■ **Text segment**:
[TUHS] Re: Porting the SysIII kernel: boot, config & device drivers

1 Jan 2023

At 2023-01-01T21:29:17+0100, Paul Ruizendaal wrote:
...
   Mothy Roscoe
gave a really interesting keynote at OSDI'21:
 https://www.youtube.com/watch?v=36myc8wQhLo 
 What an interesting keynote! At first he makes the case that OS
 research is dead (not unlike Rob’s similar observation 20 years
 before).
 However, he goes on to point out a specific challenge that he
 feels is in dire need of research and innovation. In short his case is
 that a modern SoC is nothing like a VAX, but Linux still treats all
 hardware like a VAX. 
As do C programmers.  https://queue.acm.org/detail.cfm?id=3212479
...
   That makes
figuring out where the host OS image is and getting it
 loaded into memory a real pain in the booty; not to mention on
 modern systems where you’ve got to do memory training as part of
 initializing DRAM controllers and the like. 
 That was my immediate pain point in doing the D1 SoC port.
 Unfortunately, the manufacturer only released the DRAM init code as
 compiler ‘-S’ output and the 1,400 page datasheet does not discuss its
 registers. Maybe this is a-typical, as I heard in the above keynote
 that NXP provides 8,000 page datasheets with their SoC’s. Luckily,
 similar code for ARM chips from this manufacturer was available as C
 source and I could reverse engineer the assembler file back to about
 1,800 lines of C. See
 https://gitlab.com/pnru/xv6-d1/-/blob/master/boot0/sdram.c  
I don't think it's atypical.  I was pretty annoyed trying to use the
data sheet to program a simple timer chip on the ODROID-C2; the sheet
was simply erroneous about the address of one of the registers you
needed to poke to set up a repeating timer.  When I spoke to people more
experienced with banging on modern devices, I was mostly met with
resignation and rolled shoulders.  I grew up in the hobbyist era; these
days it is _only_ OS nerds who program these devices, and these OS nerds
don't generally handle procurement themselves.  Instead, purchasing
managers do, and those people don't have to face the pain.
Data sheets are only as good as they need to be to move the product,
which means they don't need to be good at all, since the people who pay
for them look only at the advertised feature list and the price.

■ **Provided material**:
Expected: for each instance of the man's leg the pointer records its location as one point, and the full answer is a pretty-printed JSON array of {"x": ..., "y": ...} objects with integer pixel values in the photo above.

■ **Required tasks**:
• A. List every web address that appears in the mailing-list post about porting the SysIII kernel.
• B. Using the mailing-list post about porting the SysIII kernel, answer each question on its own line.
(i) At which conference did Mothy Roscoe give the keynote?
(ii) How many pages long is the datasheet that does not discuss the DRAM registers?
(iii) On which board did the writer try to program a simple timer chip?

■ **Final results**:
• A.
https://www.youtube.com/watch?v=36myc8wQhLo
https://queue.acm.org/detail.cfm?id=3212479
https://gitlab.com/pnru/xv6-d1/-/blob/master/boot0/sdram.c

• B.
(i) OSDI'21
(ii) 1,400 pages
(iii) The ODROID-C2